* [Activity]
Which lines run from the one containing "Annotation task: tag one point per instance of the patient" to the end of the entries? Quote them exactly, and nothing else.

____ The data

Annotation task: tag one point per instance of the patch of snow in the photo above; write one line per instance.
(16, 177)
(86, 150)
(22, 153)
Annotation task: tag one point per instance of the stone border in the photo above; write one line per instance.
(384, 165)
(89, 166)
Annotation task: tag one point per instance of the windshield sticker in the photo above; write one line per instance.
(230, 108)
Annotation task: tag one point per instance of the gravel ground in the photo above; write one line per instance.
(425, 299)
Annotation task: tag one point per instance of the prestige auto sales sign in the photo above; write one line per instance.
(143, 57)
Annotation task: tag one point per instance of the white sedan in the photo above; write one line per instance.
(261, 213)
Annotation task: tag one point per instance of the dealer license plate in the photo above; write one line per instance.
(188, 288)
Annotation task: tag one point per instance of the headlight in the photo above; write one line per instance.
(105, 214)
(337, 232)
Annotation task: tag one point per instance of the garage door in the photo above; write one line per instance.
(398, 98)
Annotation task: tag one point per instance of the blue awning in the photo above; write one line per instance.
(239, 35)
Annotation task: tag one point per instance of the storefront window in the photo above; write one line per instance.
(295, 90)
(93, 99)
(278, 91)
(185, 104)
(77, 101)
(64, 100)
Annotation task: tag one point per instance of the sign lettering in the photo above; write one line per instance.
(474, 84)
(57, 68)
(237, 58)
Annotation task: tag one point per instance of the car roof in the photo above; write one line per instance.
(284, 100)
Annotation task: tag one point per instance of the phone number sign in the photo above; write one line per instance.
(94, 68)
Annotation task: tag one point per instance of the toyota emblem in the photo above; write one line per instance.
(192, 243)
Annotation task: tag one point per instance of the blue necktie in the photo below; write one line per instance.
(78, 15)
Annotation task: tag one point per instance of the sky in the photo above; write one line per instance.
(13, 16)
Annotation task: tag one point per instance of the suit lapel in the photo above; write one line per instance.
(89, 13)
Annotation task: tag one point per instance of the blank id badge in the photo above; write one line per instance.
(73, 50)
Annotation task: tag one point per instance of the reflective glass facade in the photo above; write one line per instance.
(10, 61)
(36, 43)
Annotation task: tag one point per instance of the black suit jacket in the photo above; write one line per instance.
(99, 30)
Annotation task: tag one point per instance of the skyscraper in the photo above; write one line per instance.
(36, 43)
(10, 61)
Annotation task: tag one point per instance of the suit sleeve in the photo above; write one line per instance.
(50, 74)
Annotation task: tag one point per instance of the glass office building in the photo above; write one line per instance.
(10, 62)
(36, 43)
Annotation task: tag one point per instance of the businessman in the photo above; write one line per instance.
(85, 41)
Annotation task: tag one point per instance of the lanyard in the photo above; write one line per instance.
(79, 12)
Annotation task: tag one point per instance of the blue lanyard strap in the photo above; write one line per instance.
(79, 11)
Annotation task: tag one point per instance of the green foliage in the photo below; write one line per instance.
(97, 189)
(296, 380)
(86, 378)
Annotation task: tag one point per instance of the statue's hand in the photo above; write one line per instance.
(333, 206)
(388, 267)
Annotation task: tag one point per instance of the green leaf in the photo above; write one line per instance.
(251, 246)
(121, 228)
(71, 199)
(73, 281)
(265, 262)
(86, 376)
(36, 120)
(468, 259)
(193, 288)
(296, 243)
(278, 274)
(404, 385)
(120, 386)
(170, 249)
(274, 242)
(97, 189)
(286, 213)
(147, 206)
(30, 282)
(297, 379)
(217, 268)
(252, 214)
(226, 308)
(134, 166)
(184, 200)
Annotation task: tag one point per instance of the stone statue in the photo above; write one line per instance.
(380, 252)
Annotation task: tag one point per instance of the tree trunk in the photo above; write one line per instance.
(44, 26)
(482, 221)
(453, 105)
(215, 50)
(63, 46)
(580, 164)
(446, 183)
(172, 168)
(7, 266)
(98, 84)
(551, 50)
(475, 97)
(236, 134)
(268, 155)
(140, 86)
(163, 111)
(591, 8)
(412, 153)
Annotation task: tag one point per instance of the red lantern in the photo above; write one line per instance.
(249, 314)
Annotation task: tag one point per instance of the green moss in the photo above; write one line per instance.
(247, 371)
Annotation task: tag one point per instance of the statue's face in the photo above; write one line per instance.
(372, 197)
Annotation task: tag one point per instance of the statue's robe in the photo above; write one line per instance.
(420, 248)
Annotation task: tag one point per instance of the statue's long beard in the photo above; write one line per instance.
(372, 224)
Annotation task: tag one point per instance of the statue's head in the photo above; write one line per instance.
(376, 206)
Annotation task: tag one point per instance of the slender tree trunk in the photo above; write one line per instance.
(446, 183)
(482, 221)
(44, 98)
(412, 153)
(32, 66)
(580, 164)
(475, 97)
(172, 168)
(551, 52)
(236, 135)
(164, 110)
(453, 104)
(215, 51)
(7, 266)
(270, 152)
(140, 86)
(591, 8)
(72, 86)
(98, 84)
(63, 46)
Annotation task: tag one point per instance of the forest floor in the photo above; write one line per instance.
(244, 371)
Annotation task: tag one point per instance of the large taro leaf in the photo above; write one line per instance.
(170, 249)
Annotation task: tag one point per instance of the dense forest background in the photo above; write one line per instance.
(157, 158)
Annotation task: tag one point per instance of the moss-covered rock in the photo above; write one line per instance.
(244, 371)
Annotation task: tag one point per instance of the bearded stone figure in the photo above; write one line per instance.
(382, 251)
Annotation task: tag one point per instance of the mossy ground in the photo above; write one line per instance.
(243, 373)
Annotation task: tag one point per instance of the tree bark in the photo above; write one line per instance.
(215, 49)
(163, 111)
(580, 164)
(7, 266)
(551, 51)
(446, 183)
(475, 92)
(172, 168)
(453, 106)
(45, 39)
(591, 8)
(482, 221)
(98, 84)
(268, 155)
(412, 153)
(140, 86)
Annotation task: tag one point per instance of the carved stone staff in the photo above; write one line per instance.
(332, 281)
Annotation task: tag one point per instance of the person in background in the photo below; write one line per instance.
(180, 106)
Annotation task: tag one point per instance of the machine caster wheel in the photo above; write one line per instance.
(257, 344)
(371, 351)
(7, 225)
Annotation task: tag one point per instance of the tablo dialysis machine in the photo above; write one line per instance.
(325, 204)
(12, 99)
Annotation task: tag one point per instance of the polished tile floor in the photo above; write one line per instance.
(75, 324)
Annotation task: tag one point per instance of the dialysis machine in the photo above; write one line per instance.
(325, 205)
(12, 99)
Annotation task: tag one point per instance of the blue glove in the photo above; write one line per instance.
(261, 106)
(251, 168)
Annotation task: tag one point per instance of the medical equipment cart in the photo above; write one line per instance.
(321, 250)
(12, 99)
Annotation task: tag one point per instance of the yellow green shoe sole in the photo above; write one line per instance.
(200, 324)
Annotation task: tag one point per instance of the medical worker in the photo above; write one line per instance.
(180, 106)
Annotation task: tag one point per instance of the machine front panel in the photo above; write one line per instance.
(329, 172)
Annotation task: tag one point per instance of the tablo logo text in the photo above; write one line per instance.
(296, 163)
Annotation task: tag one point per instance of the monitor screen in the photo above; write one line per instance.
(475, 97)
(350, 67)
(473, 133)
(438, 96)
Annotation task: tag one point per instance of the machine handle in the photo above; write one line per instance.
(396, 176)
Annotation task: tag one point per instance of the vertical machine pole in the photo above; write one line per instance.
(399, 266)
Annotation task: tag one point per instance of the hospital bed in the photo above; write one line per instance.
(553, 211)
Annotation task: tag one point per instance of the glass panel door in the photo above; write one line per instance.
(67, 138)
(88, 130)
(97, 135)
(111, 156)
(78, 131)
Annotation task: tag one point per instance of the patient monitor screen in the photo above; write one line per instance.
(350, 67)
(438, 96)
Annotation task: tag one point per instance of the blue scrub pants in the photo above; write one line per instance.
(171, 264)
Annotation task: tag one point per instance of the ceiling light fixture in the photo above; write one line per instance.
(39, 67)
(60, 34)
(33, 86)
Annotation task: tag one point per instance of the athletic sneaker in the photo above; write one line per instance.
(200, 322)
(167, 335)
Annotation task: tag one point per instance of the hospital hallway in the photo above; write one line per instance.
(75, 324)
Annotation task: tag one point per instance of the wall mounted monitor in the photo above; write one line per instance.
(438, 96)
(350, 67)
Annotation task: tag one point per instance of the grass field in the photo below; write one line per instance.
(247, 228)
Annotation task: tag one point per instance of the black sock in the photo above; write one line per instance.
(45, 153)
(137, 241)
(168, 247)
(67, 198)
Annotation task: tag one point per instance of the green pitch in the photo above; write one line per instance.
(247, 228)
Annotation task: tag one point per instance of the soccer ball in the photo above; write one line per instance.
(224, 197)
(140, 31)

________

* [Result]
Annotation task: tag one point per instance of the patient monitor screen in the photo above; write one line per instance.
(350, 67)
(438, 96)
Annotation task: tag one point per instance of the blue scrub pants in the photo above; write one line per instance.
(171, 264)
Annotation task: tag one point per instance of the ceiling light fixture in the photo above; write one line per instance.
(39, 67)
(60, 34)
(33, 86)
Annotation task: tag one point per instance of the athletic sneaker in the photo above; write one line per instance.
(200, 322)
(167, 335)
Annotation task: tag one point per instance of the hospital hallway in the photo above; write one line per instance.
(75, 324)
Annotation task: tag one point per instance of the wall mounted monitor in the photo above; write one line per instance.
(438, 96)
(350, 67)
Annotation task: tag one point per instance of the grass field in the photo below; write one line per instance.
(247, 228)
Annotation task: tag one point per instance of the black sock in the photo above; write one line per instance.
(45, 153)
(137, 241)
(168, 247)
(67, 198)
Annotation task: tag one point per instance of the green pitch in the photo above; write one line per instance.
(247, 228)
Annotation task: tag one point per instance of the soccer ball in the photo above; write one line per instance.
(224, 197)
(140, 31)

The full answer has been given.